— start EXERCISE MATERIALS —
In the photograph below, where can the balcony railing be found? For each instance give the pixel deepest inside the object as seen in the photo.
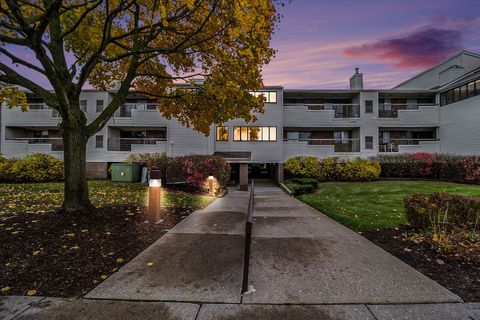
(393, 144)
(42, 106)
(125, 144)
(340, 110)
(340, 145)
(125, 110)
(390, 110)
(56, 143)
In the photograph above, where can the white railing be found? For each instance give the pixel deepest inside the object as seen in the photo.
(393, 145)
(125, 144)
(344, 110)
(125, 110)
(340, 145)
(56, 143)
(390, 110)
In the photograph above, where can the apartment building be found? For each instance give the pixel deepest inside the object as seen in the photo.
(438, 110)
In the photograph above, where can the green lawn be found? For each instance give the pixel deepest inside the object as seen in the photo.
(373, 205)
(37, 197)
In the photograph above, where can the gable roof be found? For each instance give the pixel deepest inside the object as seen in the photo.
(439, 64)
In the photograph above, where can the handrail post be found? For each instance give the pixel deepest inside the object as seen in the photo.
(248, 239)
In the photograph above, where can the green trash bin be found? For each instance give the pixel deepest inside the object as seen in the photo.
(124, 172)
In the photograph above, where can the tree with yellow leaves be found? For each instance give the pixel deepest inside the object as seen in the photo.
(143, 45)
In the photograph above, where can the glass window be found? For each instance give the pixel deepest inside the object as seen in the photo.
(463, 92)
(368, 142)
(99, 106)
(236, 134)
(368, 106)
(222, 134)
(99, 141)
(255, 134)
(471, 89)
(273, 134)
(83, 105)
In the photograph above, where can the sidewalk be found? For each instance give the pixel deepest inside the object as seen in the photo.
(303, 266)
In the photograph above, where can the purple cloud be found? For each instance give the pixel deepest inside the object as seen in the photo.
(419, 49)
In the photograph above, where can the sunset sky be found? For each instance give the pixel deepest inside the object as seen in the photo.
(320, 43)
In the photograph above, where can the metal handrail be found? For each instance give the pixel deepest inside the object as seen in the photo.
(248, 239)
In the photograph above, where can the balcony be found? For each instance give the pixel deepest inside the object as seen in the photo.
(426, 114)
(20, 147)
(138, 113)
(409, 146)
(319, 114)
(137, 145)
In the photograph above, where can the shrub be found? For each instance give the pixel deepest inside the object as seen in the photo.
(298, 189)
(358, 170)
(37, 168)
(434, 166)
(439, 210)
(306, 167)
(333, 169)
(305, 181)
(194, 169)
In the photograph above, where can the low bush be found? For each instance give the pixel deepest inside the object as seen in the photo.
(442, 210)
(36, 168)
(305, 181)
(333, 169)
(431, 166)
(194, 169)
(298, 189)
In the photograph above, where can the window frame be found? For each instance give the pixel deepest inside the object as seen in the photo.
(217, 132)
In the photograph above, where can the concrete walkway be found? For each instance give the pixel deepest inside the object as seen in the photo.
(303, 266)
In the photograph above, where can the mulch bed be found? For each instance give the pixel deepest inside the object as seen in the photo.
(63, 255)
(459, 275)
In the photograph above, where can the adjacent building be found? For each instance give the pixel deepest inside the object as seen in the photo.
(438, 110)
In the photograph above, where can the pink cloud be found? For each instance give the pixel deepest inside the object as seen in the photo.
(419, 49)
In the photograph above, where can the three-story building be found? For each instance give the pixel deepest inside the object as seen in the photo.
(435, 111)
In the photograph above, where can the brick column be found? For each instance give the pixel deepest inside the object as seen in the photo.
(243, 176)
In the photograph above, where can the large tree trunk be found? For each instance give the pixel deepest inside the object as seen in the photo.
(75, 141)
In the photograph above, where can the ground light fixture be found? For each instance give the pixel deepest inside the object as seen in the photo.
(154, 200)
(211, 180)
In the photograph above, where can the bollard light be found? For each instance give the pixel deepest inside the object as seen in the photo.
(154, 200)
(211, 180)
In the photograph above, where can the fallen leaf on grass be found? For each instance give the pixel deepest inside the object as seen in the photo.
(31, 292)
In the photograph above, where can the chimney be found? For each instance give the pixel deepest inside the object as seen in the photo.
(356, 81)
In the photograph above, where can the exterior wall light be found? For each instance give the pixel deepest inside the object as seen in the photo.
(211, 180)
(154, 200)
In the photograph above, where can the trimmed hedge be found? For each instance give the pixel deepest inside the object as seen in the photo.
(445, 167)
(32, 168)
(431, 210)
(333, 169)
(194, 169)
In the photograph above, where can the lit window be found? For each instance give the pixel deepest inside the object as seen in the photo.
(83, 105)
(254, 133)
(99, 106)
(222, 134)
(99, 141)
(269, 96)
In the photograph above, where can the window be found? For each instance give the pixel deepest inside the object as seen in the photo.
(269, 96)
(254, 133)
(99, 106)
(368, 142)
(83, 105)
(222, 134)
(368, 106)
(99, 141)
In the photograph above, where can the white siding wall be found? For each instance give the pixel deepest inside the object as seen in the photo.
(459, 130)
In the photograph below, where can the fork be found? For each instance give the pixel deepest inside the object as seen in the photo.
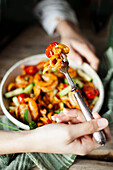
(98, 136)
— end EXERCISE MATERIALS —
EXERCISE OBJECTIVE
Reproduce every record above exactly, but leave out the pictures.

TASK OUTPUT
In the photograph below, where can the balcony railing be found? For each instance give the pixel deepest inside the object as seen in the photo.
(393, 144)
(42, 106)
(125, 144)
(340, 110)
(340, 145)
(125, 110)
(390, 110)
(56, 143)
In the photograph above, where can the white railing be found? For each instance give the pixel deepest inside the object as seen in the photo.
(393, 145)
(125, 144)
(344, 110)
(125, 110)
(340, 145)
(56, 143)
(390, 110)
In the photograph above, where can the apartment building be found? For each instance give the pixel deepest inside the object as seen in the photo.
(438, 110)
In the photograph above, where can the green lawn be found? For each instance give the pixel deepest inside the object as seen in the photo.
(373, 205)
(37, 197)
In the photograph above, where can the gable roof be found? For each instance give the pixel deepest inside the object as seen in the photo.
(439, 64)
In the photograph above, where can the handrail post be found? For each instance give the pixel deepest inside the object as seen in the photo.
(248, 239)
In the photograph above, where can the green trash bin be found? For each instance give the pixel deepest inside the object as seen in the photo.
(124, 172)
In the photograph above, where can the tree with yellow leaves be found? For each instance give the pixel deepest inside the object as seen in the photo.
(143, 45)
In the photograph above, where can the glass window be found? For each instance give the pixel deepest inside the object as seen in the photo.
(463, 92)
(368, 142)
(99, 106)
(236, 134)
(368, 106)
(222, 134)
(99, 141)
(255, 134)
(471, 89)
(273, 134)
(83, 105)
In the photograph above, where can the sidewalk be found? For each instance give the pixel deepest inside the object as seen in the photo.
(303, 266)
In the photograph above, where can the purple cloud be found? For each instance give the pixel deepest inside the object as seen in the photo.
(419, 49)
In the photograph above, where can the sunset sky be found? For each instance give the pixel deepest inside the object as seen in the photo.
(320, 43)
In the photograph above, where can the metal handrail be found? For each instance give the pixel deepest inside the object as seen in the photo.
(248, 239)
In the photograph above, where can the balcony be found? For each instance give the pixel deepest inside the object as seen in the photo.
(426, 114)
(20, 147)
(138, 113)
(409, 146)
(319, 114)
(137, 145)
In the photograph above, where can the shrub be found? For each instance give the pixel deepest inside the object as seen in the photo.
(298, 189)
(358, 170)
(37, 168)
(434, 166)
(439, 210)
(306, 167)
(333, 169)
(305, 181)
(194, 169)
In the photograph above, where can the low bush be found? For each instance give the pixel deepest inside the object as seen in the photo.
(442, 210)
(36, 168)
(305, 181)
(333, 169)
(431, 166)
(194, 169)
(298, 189)
In the photograph above, where can the window frame be found? For each instance give the pixel deepest inside the object as seen in the photo.
(217, 132)
In the photograph above, where can the concrete walkway be found? For each instance give the pixel deepest inside the object as seen in the photo.
(303, 266)
In the photograph above, where can the mulch bed be found? For each instance give the pixel deepest inside the object as seen in the photo.
(63, 255)
(459, 275)
In the photograph above, where can the adjacent building be found? For each instance give the pixel deepest inside the object as seen in the photo.
(438, 110)
In the photograph above, where can the pink cloud be found? For each instance give the pixel deepest inside the object as seen in the photo.
(419, 49)
In the photograph above, where can the three-story building be found? For each instance give the pixel deepest inside the object as seen in the photo.
(435, 111)
In the photograph above, where can the brick column be found? For each instance give the pixel deepest inside the object as seen in the photo.
(243, 176)
In the photograph above, where can the large tree trunk be found? For each instance give the pixel deepest inside the object as seen in the photo.
(75, 141)
In the photograph above, where can the ground light fixture be found? For each instance give the pixel deepest inside the object as seen in the photo.
(154, 200)
(211, 180)
In the photograph above, where can the bollard light be found? For each instance give the pixel deepest inside the object as seen in the photo.
(154, 200)
(211, 180)
In the photograph above, where can the fallen leaf on grass be found? For each instance give the pixel deepest inside the object as seen in the photo.
(31, 292)
In the photograph above, where can the chimney be found? For each instance give the pixel deepest inside the object as seen in the photo.
(356, 81)
In the photograph above, where can the exterior wall light be found? For each instance give the pixel deepest inside the object as seen in the photo.
(211, 180)
(154, 200)
In the photograph above, where can the trimmed hedge be found? For each instance give the pixel deepest inside the object as seen in the photo.
(445, 167)
(32, 168)
(431, 210)
(333, 169)
(194, 169)
In the photograph above, where can the lit window be found? For each instance give the pixel deepest inside the object as seen in the photo.
(83, 105)
(254, 133)
(99, 106)
(222, 134)
(99, 141)
(269, 96)
In the photograph above, where can the window be found? For each instance give the pixel deepest inside the object as seen in the photo.
(269, 96)
(254, 133)
(99, 106)
(368, 142)
(83, 105)
(222, 134)
(368, 106)
(99, 141)
In the photograph above, where can the white siding wall be found? For each instance give the pixel deepest inside the object as seen in the photo.
(459, 130)
In the photograph below, where can the fork be found? For each instance give the pixel deepest inside the object as seen in the photo.
(98, 136)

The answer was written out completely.